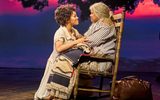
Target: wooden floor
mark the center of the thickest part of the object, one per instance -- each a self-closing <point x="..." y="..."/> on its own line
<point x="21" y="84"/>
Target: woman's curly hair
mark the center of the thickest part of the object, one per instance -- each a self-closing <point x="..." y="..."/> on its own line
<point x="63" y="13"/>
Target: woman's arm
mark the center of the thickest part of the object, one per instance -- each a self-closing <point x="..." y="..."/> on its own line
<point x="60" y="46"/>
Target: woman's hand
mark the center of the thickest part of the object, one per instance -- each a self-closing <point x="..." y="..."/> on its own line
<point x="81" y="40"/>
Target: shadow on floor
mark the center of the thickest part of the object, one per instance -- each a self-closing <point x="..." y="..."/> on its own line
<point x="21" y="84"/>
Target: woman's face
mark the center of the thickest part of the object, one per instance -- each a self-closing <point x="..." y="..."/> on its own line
++++
**Problem description**
Rewrite the rows above with every "thickest part" changed to "widest part" and nothing else altered, leaving out the pictures.

**Exercise output**
Target: wooden floor
mark the center of the widest part of the object, one per instance -- each a self-closing <point x="..." y="..."/> on its own line
<point x="21" y="84"/>
Target: woman's curly hair
mark the center of the widest part of the object, one per instance -- each a self-closing <point x="..." y="..."/> on its own line
<point x="63" y="13"/>
Target: woman's arm
mark the center of the widest part of the object, one per instance -- each a self-closing <point x="..." y="..."/> on its own line
<point x="60" y="46"/>
Target: woman's hand
mark the center of the widest part of the object, one per instance -- each a self-closing <point x="..." y="..."/> on its own line
<point x="81" y="40"/>
Target: shadow on floor
mark the center of the widest part of the object, one per instance -- each a self-closing <point x="..." y="..."/> on its own line
<point x="21" y="84"/>
Target: woman's face
mark the center of the widest part of the object, one per instance -- each a self-closing <point x="..." y="..."/> on its own line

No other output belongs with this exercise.